* Referring expression pointing data *
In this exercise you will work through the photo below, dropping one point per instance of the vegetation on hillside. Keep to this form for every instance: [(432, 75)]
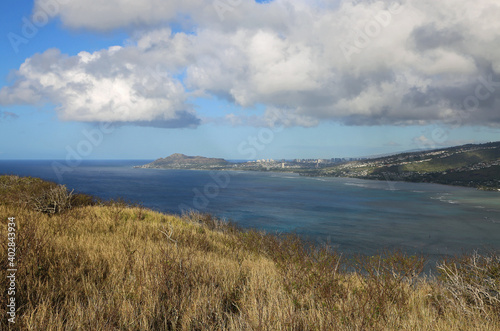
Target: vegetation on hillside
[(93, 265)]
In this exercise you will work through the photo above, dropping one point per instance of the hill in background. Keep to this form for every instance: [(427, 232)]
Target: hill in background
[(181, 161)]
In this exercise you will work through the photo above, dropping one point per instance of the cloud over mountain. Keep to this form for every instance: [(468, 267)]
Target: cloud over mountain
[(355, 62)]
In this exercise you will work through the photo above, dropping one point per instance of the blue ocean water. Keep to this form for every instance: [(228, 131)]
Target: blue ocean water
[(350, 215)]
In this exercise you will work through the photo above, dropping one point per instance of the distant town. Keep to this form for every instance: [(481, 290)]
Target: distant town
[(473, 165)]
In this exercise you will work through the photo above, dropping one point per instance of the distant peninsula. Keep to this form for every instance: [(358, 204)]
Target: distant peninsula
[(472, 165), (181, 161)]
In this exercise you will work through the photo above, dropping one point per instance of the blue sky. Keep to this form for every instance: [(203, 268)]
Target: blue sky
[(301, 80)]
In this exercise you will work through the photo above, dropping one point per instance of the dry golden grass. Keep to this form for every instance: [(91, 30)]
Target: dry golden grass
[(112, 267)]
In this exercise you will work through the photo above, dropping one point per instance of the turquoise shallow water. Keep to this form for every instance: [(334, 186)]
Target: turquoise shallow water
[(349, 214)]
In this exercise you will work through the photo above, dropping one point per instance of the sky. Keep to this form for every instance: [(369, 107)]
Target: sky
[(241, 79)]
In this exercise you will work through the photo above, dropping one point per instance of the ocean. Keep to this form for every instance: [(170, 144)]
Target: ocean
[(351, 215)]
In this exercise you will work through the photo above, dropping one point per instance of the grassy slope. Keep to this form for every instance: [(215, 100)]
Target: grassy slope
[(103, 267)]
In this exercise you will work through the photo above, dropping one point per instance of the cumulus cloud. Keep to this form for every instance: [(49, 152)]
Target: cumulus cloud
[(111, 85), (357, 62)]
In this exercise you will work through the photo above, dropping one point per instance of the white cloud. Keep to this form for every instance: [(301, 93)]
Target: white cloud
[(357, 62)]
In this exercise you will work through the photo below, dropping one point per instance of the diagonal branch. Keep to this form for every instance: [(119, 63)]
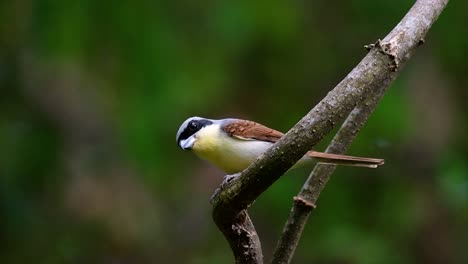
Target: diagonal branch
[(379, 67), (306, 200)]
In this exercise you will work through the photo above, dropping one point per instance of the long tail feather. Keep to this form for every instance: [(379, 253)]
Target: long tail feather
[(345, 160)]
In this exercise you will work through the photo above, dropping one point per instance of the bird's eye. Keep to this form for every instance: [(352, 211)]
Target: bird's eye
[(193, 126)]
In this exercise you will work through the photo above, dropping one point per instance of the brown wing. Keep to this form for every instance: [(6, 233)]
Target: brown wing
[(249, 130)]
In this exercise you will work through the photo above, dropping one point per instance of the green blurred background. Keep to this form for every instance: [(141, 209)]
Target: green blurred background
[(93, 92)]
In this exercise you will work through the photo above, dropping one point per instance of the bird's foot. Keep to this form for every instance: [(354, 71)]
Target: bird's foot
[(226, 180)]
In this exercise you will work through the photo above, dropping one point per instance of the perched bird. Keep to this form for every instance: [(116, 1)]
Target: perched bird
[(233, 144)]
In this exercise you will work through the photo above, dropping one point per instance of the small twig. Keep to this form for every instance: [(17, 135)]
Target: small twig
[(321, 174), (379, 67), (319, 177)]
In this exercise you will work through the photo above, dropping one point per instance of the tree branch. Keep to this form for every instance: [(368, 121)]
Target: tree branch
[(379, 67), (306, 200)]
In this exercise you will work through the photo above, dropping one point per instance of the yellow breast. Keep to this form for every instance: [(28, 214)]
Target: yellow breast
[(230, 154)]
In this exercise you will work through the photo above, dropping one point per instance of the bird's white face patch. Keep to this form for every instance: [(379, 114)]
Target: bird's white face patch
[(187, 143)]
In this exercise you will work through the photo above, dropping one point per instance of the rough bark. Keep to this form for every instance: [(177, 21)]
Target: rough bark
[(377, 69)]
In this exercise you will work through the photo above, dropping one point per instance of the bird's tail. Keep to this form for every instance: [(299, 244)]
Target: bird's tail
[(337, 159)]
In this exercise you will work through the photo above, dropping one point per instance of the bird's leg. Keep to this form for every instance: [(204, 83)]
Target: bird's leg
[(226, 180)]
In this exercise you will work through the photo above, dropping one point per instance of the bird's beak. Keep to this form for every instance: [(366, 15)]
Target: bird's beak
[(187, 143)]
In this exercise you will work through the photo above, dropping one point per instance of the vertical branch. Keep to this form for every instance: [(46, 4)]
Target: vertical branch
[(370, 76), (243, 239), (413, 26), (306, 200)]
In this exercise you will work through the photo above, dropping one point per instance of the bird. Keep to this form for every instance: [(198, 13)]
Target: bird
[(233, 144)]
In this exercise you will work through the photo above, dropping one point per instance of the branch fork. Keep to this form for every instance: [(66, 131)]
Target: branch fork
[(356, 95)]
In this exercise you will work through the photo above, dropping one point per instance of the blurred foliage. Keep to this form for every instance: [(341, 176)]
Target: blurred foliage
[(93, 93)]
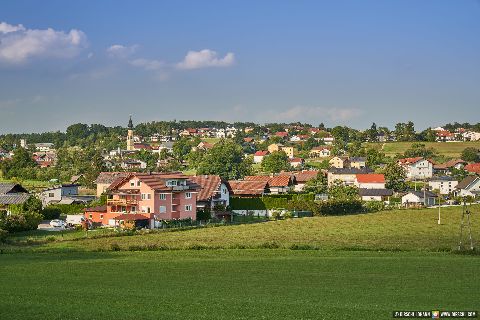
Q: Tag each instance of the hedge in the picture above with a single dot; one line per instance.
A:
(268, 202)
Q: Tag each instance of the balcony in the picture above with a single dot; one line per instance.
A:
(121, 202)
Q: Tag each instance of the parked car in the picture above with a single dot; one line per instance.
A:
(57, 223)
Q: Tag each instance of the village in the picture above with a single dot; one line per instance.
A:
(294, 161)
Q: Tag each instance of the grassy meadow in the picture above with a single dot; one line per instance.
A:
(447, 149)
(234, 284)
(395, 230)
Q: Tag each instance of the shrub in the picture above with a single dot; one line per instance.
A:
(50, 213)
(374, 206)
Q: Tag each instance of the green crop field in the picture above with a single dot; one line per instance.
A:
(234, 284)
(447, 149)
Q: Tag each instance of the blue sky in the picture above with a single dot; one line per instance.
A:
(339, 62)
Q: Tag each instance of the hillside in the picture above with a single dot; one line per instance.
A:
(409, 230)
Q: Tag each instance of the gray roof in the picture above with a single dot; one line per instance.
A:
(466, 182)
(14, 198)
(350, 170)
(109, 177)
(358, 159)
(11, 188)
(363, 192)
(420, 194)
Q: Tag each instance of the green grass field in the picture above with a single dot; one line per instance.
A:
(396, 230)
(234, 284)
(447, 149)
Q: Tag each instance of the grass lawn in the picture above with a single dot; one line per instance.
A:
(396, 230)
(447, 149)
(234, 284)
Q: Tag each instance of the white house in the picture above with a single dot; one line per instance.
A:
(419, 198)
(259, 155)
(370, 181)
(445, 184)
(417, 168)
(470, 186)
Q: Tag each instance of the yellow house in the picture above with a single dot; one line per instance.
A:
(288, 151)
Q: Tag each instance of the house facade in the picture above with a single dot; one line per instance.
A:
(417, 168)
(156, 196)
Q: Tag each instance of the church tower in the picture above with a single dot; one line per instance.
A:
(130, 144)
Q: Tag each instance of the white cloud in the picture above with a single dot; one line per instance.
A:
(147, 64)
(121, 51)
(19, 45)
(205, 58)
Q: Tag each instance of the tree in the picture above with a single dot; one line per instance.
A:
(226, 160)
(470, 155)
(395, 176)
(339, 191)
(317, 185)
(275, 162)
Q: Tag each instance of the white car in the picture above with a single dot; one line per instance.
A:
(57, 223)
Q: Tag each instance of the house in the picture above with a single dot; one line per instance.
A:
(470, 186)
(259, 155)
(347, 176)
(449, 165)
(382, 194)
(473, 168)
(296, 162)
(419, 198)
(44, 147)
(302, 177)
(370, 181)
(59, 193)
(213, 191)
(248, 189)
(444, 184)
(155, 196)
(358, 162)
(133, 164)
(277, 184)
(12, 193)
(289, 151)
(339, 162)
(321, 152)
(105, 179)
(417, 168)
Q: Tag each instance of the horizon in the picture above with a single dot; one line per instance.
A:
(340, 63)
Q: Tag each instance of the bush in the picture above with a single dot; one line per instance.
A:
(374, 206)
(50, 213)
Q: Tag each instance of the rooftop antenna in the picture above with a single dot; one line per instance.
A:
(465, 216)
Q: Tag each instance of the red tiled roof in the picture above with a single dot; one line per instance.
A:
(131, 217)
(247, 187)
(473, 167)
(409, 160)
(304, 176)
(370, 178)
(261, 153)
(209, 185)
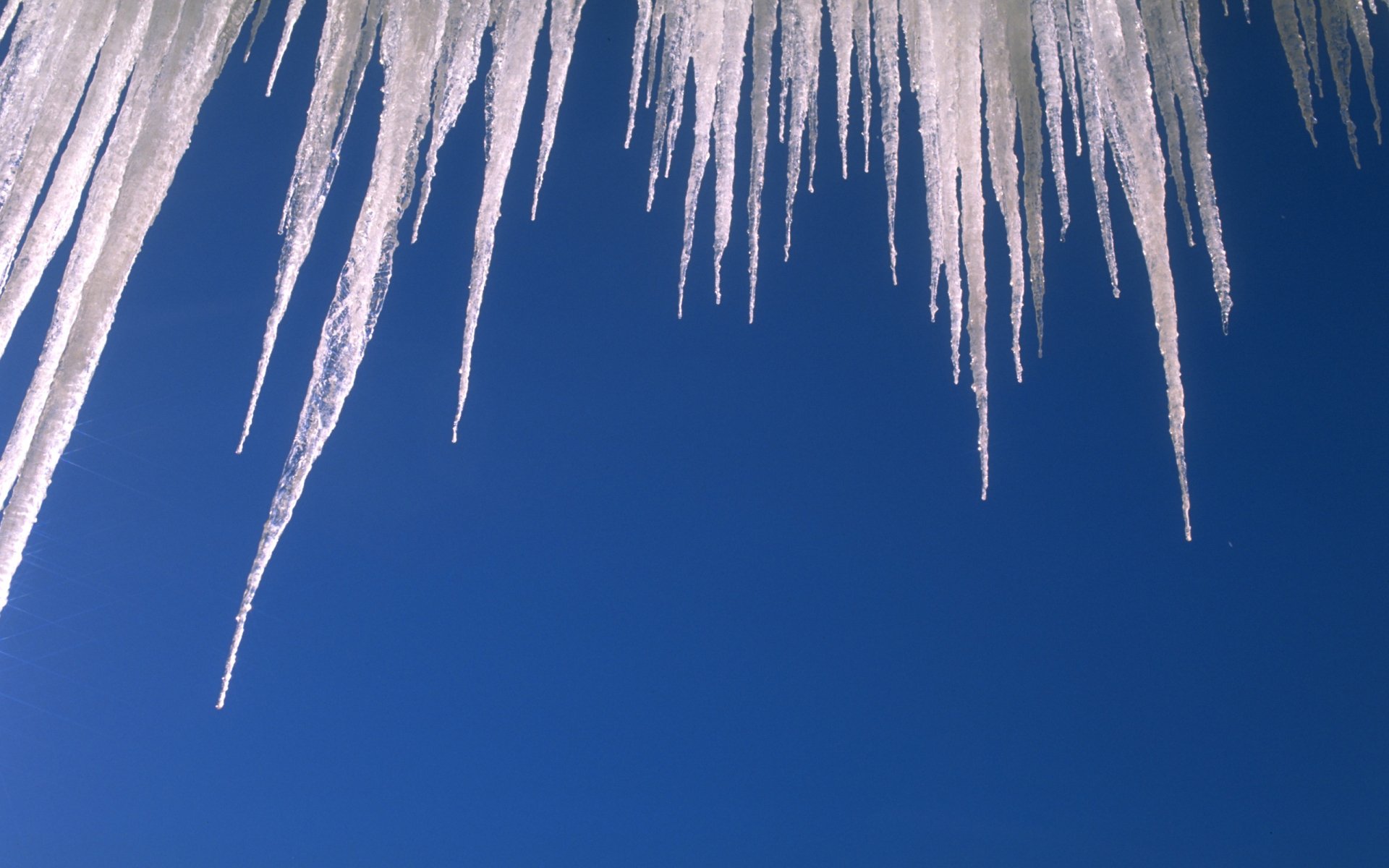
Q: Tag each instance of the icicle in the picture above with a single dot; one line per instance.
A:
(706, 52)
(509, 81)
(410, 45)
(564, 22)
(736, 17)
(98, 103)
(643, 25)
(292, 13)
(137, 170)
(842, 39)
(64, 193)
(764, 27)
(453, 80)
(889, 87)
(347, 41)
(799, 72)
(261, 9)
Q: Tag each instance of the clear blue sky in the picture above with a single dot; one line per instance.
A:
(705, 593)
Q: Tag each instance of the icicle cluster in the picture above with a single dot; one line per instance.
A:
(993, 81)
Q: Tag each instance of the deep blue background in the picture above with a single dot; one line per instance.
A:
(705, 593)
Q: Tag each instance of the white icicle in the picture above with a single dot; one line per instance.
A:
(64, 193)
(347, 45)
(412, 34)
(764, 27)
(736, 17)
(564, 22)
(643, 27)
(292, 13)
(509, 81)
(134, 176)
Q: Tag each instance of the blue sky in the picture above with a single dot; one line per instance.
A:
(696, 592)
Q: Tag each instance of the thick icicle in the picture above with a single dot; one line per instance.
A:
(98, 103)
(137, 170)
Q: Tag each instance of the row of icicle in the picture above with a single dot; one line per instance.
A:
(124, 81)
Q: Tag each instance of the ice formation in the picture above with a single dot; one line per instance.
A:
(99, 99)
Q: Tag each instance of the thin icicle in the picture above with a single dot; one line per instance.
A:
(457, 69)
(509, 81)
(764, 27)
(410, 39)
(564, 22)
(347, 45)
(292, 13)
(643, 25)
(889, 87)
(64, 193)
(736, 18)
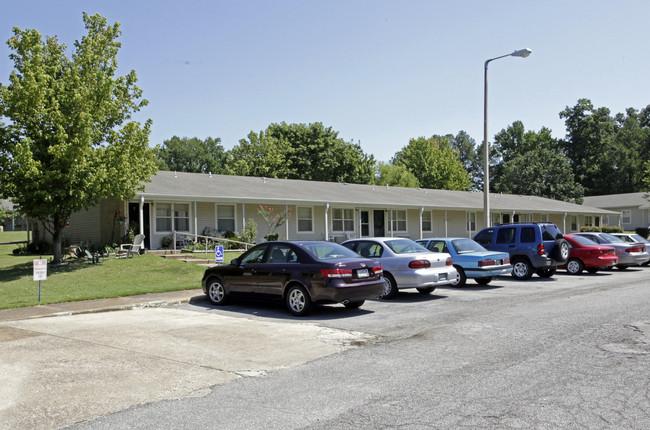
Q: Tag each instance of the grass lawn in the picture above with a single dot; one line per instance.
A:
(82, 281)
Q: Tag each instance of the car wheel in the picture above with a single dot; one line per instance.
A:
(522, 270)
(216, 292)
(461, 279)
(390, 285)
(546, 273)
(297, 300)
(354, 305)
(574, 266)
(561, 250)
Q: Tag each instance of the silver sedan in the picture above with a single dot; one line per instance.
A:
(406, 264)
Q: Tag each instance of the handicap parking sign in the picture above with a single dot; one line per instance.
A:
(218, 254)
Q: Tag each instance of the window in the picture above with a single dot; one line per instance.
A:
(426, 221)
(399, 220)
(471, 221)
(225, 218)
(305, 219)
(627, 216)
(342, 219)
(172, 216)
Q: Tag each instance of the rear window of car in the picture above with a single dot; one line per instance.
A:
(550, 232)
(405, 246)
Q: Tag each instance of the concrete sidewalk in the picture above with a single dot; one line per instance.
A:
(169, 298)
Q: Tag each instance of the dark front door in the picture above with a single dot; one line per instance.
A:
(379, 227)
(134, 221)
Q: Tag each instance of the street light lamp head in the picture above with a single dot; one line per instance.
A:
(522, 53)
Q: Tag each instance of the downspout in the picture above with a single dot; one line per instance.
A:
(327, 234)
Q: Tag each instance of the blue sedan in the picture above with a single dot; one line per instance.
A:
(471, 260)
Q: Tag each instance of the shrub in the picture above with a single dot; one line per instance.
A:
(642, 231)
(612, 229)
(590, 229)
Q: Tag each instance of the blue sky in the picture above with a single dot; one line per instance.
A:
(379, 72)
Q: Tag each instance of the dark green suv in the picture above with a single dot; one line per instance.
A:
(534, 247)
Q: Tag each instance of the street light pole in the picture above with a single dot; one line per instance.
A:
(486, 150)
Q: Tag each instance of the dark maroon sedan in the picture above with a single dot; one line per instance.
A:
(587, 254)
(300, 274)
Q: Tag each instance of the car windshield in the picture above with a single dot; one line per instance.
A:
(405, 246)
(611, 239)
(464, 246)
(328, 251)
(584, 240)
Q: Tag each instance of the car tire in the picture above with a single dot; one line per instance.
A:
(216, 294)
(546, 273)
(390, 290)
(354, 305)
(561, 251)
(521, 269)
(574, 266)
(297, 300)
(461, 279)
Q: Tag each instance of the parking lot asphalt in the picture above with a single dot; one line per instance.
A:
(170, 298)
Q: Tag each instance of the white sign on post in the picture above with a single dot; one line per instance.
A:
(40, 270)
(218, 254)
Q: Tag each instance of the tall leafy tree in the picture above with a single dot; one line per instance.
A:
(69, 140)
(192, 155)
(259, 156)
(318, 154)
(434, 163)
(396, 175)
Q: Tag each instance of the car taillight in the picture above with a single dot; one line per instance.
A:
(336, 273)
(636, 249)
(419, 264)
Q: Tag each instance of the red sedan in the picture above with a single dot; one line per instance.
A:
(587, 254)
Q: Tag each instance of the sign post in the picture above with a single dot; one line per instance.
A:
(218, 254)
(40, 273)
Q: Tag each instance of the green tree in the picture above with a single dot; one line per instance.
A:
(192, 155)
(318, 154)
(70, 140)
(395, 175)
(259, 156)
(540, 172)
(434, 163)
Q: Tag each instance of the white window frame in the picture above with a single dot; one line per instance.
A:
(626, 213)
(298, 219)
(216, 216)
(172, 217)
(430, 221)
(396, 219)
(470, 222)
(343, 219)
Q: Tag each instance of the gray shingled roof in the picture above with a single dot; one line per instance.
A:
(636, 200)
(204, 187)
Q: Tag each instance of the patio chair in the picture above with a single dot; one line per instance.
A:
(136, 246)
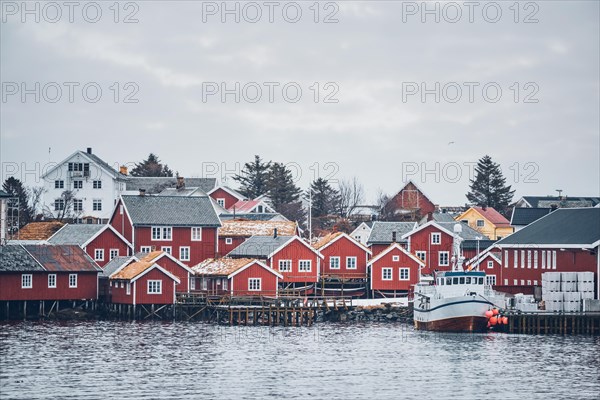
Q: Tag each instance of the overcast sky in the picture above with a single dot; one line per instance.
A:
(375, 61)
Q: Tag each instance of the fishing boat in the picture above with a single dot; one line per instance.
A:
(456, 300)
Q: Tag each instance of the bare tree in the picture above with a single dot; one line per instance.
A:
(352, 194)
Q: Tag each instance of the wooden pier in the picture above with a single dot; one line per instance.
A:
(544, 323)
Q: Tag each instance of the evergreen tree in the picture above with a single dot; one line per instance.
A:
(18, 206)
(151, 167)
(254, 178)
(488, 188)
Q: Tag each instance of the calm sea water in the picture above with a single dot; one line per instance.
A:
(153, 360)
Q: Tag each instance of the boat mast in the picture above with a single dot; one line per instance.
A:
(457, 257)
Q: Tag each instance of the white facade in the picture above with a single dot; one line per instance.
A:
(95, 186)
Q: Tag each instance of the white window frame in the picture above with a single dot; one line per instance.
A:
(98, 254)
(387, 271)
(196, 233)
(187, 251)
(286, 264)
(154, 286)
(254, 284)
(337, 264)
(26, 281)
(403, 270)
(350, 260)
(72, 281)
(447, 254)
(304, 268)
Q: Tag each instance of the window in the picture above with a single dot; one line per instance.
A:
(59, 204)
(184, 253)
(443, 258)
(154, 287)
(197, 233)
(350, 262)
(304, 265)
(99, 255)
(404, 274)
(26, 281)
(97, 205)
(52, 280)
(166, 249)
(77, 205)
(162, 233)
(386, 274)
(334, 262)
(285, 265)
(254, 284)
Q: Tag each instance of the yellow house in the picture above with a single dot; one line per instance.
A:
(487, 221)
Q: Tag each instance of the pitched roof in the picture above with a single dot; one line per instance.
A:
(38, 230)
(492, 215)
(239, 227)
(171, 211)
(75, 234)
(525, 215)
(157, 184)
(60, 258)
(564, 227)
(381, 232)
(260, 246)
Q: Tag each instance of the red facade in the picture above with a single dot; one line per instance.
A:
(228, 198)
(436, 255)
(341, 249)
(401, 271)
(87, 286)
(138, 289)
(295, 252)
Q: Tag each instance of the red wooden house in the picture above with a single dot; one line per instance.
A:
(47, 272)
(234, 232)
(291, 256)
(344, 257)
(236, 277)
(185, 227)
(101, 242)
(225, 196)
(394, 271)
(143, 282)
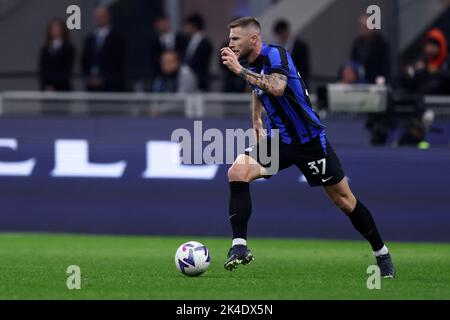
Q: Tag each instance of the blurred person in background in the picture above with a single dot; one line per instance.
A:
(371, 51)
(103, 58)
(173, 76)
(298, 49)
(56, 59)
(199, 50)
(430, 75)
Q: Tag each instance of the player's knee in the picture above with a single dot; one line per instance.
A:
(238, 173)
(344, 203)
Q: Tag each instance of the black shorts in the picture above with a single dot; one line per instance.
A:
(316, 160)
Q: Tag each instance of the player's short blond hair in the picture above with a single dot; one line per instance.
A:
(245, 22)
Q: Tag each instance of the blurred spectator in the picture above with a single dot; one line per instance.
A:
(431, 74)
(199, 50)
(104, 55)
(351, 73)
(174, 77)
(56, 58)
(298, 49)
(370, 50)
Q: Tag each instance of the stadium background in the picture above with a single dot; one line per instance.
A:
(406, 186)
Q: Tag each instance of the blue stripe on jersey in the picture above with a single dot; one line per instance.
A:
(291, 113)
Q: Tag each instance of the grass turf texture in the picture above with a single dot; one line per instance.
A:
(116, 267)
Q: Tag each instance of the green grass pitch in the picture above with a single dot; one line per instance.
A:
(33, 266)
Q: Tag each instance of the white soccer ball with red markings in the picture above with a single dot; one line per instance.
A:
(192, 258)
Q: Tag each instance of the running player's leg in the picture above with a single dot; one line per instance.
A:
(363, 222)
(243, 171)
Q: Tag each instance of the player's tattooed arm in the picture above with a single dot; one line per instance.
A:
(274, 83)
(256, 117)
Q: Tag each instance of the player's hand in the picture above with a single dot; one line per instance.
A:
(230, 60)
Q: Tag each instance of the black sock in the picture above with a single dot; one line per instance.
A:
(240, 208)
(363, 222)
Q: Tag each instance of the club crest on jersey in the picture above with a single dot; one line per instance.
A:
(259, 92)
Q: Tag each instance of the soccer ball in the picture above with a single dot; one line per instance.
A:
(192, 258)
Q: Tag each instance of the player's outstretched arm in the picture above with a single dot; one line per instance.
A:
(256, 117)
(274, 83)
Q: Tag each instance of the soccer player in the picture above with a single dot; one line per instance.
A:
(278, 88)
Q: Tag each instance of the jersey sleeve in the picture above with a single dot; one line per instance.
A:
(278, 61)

* WORK ORDER *
In the entries above, identify every line with the string "ball".

* ANSWER TO THIS EXERCISE *
Q: Tag each instance of the white soccer ball with red markings in the picture above with a single dot; one line per instance.
Q: Tag each instance of the soccer ball in the picture above with a single dot; one line per instance.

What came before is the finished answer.